→ **Task statement**
Everything in the listing below except the pictures should be reproduced exactly.
Recorded data below:
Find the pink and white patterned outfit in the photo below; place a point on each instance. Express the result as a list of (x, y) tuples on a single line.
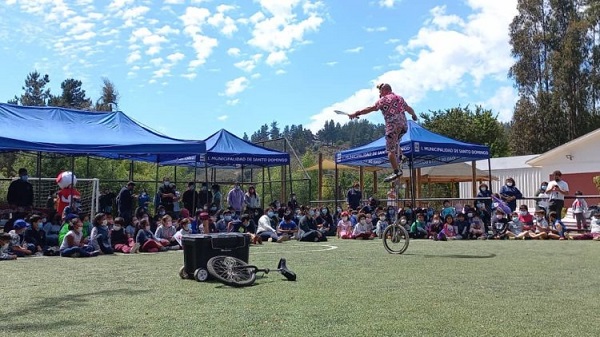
[(392, 107)]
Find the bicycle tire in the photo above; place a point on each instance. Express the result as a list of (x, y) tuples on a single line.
[(231, 271), (395, 239)]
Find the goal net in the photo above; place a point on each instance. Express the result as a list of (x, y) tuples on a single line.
[(44, 192)]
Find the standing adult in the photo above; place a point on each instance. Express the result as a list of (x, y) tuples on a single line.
[(235, 198), (354, 196), (20, 194), (556, 191), (509, 193), (190, 198), (166, 195), (392, 107), (125, 202)]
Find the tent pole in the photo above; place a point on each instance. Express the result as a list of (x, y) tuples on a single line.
[(335, 188), (38, 172), (263, 187), (206, 181), (194, 200)]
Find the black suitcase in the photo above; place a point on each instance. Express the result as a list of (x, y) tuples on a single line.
[(199, 248)]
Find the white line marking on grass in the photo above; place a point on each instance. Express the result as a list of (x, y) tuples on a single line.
[(324, 249)]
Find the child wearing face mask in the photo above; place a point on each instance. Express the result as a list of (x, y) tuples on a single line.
End of Recorded data.
→ **Exercise result**
Find the pink and white patterned outfit in the photo below; place a point on each instance. Express the result as a list of (x, y) tuples on a single line.
[(392, 107)]
Find the bicycle tire in the photo above; place a point on each instance. Express the result as a list of (x, y) tuples on a single line.
[(231, 271), (395, 239)]
Find the goal net in the photo above; place a point on each instance. Express the result as a list of (x, y) tuples on a single line.
[(44, 192)]
Find the standing adult in the photo above; place a point on each instance. Express the result as a list of (x, y) tuples on a single line.
[(235, 198), (354, 196), (20, 194), (556, 191), (509, 193), (190, 198), (166, 195), (392, 107), (125, 202)]
Find the tent pole in the photo above; place a point on each instance. Express the result as a list of (x, y) tuples on a single line.
[(335, 188), (38, 172), (263, 187), (206, 181), (194, 200)]
Find the black suitcase in the photo above; place a point on each instance. Express the result as a list of (x, y) tuples on a single line.
[(199, 248)]
Find the white line marking on grass in the photo above; place a point on each instance. Express the result as a list of (x, y) tuples on a single line.
[(324, 249)]
Find the child wearing face mask in the photo above; place a point on each instance. Express the result as a list of (x, y) tuples on a single line.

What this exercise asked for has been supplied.